• **GIVEN EXERCISE**
Begin with the line that contains "man in dark" and transcribe each line after it, up to and including the last line of the listing below.

• **A run of records**
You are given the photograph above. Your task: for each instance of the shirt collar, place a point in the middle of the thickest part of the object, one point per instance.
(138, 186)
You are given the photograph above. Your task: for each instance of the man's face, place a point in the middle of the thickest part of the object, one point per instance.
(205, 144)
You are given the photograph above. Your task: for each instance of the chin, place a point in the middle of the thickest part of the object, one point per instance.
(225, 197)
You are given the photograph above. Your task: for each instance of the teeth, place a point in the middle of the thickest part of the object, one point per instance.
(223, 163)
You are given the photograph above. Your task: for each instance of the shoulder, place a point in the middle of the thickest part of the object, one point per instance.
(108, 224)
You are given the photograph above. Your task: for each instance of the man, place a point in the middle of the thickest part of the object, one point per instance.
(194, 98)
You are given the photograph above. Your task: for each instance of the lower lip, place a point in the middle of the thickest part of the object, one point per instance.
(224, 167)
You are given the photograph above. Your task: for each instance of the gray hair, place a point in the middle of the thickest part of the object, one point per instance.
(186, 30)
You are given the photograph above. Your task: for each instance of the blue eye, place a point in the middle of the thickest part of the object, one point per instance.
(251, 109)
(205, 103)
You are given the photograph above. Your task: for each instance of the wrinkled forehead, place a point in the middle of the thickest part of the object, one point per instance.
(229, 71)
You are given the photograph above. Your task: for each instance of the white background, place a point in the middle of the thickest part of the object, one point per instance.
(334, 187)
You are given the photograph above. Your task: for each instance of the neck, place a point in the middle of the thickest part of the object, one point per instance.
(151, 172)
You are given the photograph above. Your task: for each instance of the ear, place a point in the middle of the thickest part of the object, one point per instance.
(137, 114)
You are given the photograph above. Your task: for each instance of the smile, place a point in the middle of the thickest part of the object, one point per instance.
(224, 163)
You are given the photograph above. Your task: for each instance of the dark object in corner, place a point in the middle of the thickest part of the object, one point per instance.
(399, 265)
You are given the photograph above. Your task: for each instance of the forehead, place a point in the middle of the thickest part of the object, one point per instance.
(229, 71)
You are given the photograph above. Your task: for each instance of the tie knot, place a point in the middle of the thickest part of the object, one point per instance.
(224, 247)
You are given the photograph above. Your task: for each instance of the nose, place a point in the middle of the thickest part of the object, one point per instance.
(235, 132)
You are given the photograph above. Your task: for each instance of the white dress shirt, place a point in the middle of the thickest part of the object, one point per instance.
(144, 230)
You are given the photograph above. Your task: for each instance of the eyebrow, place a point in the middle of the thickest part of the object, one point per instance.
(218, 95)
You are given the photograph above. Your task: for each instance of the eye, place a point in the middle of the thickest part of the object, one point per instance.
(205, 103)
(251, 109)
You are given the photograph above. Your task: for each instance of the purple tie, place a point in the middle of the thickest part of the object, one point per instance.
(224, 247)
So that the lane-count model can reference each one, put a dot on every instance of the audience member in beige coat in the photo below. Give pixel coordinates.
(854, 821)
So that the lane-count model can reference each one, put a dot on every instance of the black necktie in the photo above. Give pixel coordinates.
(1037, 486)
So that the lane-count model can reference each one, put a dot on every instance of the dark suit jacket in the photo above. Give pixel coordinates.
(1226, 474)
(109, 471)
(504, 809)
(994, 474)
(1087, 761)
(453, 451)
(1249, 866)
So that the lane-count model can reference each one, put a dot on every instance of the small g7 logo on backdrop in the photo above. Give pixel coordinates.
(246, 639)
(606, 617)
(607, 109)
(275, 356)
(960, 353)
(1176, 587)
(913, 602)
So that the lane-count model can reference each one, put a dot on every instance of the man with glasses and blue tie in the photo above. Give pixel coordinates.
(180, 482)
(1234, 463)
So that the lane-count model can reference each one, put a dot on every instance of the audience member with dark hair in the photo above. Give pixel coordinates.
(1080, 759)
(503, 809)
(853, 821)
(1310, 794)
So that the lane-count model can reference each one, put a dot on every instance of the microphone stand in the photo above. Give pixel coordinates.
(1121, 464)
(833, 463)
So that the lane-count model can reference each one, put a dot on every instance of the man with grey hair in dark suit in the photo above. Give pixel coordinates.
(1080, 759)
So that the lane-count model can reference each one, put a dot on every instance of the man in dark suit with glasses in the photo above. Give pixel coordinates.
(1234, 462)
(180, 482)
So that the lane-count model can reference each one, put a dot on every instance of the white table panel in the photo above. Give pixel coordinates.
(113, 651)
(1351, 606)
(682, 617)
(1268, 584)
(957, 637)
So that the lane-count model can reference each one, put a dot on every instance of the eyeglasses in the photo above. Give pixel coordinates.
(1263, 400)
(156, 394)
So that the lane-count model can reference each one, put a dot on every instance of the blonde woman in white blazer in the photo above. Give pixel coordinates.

• **TASK RESULT**
So that the lane-count model can reference each one, put a dot on every instance of the man in dark suit with glasses in the photo above. Give pixel coordinates.
(1234, 462)
(180, 482)
So that the lane-count model can reference each one, put a dot on every instance of the white table panel in the photo above. Give pixel coordinates.
(113, 651)
(1351, 606)
(682, 617)
(1268, 584)
(957, 637)
So that the lane-count model can reference each one, put a dot on every instance of the eyeglasses in the photo above. Give pixel coordinates.
(1263, 400)
(156, 394)
So that the lane-count model can reference each one, put a dot on every instance of the blonde woman in white blazer in the photo above. Give pixel coordinates.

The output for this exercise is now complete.